[Records from a data collection]
==========

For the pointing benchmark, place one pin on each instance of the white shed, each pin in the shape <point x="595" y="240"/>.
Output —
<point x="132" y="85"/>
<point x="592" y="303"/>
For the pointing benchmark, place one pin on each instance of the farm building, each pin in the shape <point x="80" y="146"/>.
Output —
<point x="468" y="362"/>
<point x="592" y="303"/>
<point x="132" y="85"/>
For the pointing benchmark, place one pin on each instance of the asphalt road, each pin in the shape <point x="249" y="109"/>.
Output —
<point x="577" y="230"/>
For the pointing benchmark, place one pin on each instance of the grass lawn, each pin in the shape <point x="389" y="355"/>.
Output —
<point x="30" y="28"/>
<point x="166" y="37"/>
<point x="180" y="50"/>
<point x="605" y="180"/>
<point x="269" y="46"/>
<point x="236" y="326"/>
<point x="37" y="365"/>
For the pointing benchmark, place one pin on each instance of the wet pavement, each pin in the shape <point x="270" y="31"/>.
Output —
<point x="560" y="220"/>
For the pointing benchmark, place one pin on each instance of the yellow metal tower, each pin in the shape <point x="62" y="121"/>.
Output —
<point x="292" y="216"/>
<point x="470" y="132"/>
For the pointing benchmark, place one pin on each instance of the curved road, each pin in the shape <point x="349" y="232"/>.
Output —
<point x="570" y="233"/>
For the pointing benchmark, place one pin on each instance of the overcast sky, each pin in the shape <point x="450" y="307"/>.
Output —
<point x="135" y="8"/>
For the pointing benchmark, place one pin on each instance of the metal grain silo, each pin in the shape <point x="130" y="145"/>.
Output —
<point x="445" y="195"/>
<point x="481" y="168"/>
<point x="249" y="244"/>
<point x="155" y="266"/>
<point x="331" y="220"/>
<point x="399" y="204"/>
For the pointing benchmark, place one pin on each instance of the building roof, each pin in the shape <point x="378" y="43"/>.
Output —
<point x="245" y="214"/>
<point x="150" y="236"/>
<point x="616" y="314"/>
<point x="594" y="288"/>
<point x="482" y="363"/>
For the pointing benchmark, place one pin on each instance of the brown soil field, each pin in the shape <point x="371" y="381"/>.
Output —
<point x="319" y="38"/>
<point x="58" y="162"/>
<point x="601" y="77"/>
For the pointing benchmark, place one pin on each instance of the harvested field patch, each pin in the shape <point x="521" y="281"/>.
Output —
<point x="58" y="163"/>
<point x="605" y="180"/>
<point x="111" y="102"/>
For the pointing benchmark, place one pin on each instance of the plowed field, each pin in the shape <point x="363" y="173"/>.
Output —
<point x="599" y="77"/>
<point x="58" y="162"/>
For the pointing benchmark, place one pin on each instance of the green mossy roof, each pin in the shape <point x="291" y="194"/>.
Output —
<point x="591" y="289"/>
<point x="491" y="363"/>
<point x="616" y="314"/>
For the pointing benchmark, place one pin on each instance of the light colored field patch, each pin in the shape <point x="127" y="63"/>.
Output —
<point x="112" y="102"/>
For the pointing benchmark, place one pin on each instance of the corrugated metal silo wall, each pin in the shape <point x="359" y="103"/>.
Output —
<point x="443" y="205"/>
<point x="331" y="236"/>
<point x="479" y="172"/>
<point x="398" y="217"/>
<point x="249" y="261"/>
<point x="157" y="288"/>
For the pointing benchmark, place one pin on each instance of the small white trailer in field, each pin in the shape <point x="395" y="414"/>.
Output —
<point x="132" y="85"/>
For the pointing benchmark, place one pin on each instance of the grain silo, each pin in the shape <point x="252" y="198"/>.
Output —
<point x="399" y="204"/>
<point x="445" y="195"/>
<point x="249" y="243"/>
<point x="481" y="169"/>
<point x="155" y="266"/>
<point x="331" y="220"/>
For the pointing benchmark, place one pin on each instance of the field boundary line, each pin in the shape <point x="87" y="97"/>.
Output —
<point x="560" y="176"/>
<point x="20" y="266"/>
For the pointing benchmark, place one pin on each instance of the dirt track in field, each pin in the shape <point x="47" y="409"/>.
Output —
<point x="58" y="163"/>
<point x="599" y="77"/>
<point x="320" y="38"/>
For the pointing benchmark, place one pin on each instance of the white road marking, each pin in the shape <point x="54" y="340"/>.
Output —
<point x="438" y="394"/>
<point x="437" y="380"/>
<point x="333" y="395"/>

==========

- [Task prompt] Copy out the lines from the one containing "the white road" through the end of the items, inclusive, keeping the request line as it is. Multiply each x and y coordinate in the answer points by 1.5 and round to whole numbers, with halves rounded up.

- [Answer for the task]
For the pointing benchmark, place one pin on each instance of the white road marking, each pin in the shape <point x="54" y="340"/>.
Output —
<point x="657" y="591"/>
<point x="656" y="570"/>
<point x="500" y="593"/>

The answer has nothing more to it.